▸ SET PROBLEM A
Translate this sentence from the cross-validation thread into Spanish: "Yes, we can use CV to estimate the performance of a specific model/config, as we do for other algorithms."

▸ EXTRACT
About the process, I guess that the network trains itself on the whole training data. Then, the network can be validated on 10 randomly shuffled pieces of the training dataset (10-fold CV). Am I right? Then, I get the accuracy score of the classification performance of the model, as well as its standard deviation?

So, if I want to test my model on new data, then I can do what Aakash Nain and you have nicely proposed?

Thank you!

Best,

Jonathan

Reply
- Jason Brownlee April 5, 2019 at 6:16 am #
  
  Yes, we can use CV to estimate the performance of a specific model/config, as we do for other algorithms.
  
  You can learn how CV works here:
  https://machinelearningmastery.com/k-fold-cross-validation/
  
  If you want to make predictions, you must fit the model on all available data first:
  https://machinelearningmastery.com/train-final-machine-learning-model/
  
  Then use that model to make predictions:
  https://machinelearningmastery.com/how-to-make-classification-and-regression-predictions-for-deep-learning-models-in-keras/
  
  Reply
  - Jonathan April 5, 2019 at 7:04 pm #
    
    Thank you Jason.
    
    Another question, does it make sense to use like 75% of my data for training and CV, and then the remaining 25% for testing my model ?
    
    I am making a MLP for classification purpose. In my case, doing CV would evaluate the performance. However, making a separated test set would be better if I want to give to the model unseen data, right ?
    
    Thanks!

▸ DATA RECORDS
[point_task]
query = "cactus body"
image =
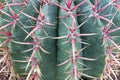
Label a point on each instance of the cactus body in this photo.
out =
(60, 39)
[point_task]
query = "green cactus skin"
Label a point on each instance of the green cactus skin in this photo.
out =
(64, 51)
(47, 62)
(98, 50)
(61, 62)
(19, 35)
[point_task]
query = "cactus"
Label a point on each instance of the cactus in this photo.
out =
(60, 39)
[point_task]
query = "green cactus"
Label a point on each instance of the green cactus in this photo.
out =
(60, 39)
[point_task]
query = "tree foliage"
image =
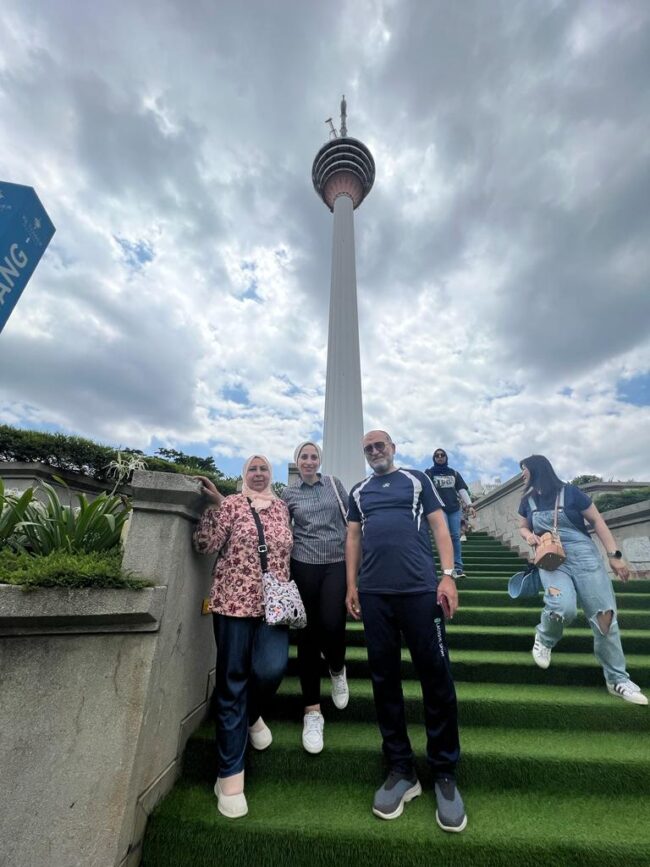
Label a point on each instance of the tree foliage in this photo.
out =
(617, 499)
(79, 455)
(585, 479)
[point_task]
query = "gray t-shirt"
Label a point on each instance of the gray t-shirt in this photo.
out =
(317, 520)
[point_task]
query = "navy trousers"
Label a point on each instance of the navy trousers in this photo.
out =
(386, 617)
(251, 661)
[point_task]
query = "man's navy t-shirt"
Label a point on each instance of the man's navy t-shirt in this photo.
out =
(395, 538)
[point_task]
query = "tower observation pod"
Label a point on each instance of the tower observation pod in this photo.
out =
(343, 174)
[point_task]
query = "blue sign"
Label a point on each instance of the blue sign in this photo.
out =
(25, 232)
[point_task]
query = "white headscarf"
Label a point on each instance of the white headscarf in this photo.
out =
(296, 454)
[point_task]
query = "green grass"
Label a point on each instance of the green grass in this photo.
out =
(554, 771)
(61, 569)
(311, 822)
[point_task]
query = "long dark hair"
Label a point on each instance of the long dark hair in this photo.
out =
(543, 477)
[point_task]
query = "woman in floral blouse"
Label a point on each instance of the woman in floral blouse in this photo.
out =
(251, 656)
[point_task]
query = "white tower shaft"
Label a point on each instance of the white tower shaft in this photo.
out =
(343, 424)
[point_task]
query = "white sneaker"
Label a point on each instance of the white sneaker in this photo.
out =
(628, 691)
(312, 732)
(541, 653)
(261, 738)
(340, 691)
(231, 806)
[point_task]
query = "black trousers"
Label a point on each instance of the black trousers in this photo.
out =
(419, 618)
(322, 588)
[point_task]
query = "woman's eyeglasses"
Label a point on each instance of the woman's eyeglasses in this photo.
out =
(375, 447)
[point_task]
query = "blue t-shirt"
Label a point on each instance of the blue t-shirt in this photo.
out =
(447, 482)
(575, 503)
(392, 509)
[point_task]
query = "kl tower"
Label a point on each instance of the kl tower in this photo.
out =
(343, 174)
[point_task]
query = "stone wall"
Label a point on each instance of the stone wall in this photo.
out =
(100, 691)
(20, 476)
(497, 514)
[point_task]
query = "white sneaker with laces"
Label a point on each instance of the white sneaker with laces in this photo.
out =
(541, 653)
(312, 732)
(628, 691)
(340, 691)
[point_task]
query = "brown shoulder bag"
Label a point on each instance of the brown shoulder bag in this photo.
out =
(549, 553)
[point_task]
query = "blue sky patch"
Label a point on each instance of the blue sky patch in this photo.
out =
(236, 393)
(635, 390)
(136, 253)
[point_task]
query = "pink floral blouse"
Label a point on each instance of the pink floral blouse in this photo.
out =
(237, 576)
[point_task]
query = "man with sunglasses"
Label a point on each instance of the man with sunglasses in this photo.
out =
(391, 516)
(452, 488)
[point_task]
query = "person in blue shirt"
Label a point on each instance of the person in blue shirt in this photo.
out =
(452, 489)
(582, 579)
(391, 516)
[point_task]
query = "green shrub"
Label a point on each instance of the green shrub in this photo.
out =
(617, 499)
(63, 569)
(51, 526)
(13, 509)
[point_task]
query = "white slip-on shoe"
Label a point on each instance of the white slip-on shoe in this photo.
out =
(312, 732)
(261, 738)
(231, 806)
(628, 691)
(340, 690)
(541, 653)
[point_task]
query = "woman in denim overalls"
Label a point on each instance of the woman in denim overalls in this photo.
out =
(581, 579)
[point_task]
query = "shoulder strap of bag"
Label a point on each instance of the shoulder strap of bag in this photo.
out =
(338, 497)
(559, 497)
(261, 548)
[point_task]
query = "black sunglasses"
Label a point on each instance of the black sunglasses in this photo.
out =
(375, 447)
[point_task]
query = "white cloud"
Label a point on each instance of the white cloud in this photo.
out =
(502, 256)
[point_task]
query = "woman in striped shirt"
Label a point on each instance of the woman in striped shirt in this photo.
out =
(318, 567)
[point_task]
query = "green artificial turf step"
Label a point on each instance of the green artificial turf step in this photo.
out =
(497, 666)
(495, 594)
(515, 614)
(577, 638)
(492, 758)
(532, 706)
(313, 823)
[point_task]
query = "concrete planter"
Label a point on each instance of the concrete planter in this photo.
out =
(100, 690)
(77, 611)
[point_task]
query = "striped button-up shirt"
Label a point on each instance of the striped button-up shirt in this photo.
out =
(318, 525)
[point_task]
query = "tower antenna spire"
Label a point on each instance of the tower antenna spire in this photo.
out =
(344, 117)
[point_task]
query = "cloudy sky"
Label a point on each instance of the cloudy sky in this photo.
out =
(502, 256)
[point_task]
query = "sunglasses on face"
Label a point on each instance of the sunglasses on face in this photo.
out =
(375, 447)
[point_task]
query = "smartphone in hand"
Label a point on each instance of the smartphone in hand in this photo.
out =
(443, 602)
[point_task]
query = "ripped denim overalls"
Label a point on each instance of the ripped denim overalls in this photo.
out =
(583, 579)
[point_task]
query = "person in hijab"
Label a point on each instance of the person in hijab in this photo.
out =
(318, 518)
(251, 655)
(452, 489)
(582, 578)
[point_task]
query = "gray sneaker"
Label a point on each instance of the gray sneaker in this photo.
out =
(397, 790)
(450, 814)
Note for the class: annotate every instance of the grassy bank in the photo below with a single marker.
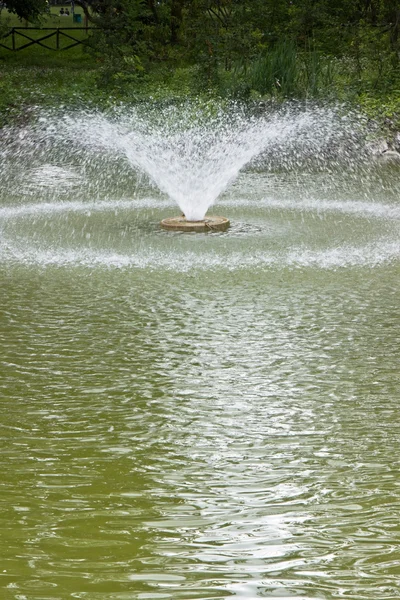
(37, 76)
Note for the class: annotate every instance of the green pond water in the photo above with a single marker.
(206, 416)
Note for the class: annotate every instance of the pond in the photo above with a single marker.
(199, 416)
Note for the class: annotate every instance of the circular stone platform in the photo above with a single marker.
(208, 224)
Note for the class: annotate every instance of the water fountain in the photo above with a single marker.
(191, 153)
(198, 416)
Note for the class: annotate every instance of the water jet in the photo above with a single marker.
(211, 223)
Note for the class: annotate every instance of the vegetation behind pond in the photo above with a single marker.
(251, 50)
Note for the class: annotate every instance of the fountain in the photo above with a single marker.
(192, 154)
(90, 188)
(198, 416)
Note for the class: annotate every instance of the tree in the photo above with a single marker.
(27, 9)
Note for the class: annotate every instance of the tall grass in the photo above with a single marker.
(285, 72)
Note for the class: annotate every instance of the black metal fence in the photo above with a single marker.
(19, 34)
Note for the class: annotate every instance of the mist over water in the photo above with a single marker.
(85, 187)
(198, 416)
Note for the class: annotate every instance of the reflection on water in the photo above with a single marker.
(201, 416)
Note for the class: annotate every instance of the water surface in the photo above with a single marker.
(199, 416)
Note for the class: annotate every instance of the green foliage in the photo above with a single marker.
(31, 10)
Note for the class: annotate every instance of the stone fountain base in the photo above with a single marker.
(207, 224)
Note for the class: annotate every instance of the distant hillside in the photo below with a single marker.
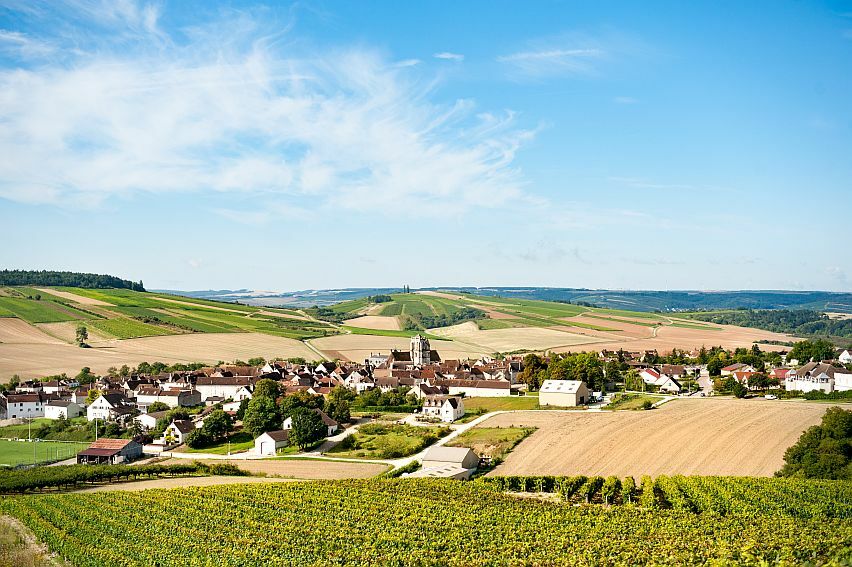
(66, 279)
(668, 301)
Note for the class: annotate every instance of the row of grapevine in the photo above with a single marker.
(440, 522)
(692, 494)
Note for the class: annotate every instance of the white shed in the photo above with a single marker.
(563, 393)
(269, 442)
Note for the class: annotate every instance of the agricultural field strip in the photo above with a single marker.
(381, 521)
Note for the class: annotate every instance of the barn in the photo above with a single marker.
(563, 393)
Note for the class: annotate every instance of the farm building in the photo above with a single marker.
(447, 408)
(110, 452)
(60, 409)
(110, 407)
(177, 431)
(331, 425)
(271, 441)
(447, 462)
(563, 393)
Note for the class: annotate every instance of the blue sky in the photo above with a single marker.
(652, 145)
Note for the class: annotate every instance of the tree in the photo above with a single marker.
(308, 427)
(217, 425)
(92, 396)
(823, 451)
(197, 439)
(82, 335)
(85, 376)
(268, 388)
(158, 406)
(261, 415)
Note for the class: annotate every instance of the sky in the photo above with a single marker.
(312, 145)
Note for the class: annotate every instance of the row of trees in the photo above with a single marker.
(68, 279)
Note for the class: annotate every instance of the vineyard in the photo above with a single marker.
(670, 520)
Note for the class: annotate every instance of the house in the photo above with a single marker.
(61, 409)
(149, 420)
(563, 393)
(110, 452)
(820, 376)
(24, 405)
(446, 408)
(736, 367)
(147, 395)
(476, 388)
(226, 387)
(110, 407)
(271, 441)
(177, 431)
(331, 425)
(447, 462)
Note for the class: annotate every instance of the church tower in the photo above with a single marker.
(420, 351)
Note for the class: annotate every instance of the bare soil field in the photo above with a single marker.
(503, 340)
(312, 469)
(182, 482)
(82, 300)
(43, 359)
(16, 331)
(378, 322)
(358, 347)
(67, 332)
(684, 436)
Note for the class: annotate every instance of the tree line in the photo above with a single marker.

▸ SET PROBLEM B
In the entries, take the part that opens with the line containing "Note for the class: annotate every instance of the vineyard" and closes with the end of the entries. Write it out again with "marker" replaced by "dot" and everything else left as it is.

▸ SOLUTION A
Sí, podemos usar CV para estimar el rendimiento de un modelo/configuración específico, como hacemos con otros algoritmos.

▸ SOLUTION B
Note for the class: annotate every instance of the vineyard in the photo above with a single dot.
(670, 520)
Note for the class: annotate every instance of the house in the photo above with a single dot.
(61, 409)
(149, 420)
(563, 393)
(110, 452)
(820, 376)
(24, 405)
(446, 408)
(736, 367)
(147, 395)
(476, 388)
(226, 387)
(110, 407)
(271, 441)
(177, 431)
(331, 425)
(447, 462)
Note for the class: annotate every instance of the church tower in the photo above with a single dot.
(420, 351)
Note for the class: annotate every instance of the bare soil field in the photo above with a single dot.
(503, 340)
(312, 469)
(182, 482)
(82, 300)
(43, 359)
(16, 331)
(378, 322)
(358, 347)
(67, 332)
(684, 436)
Note for the class: annotate every instance of the tree line in the photo above with a single dot.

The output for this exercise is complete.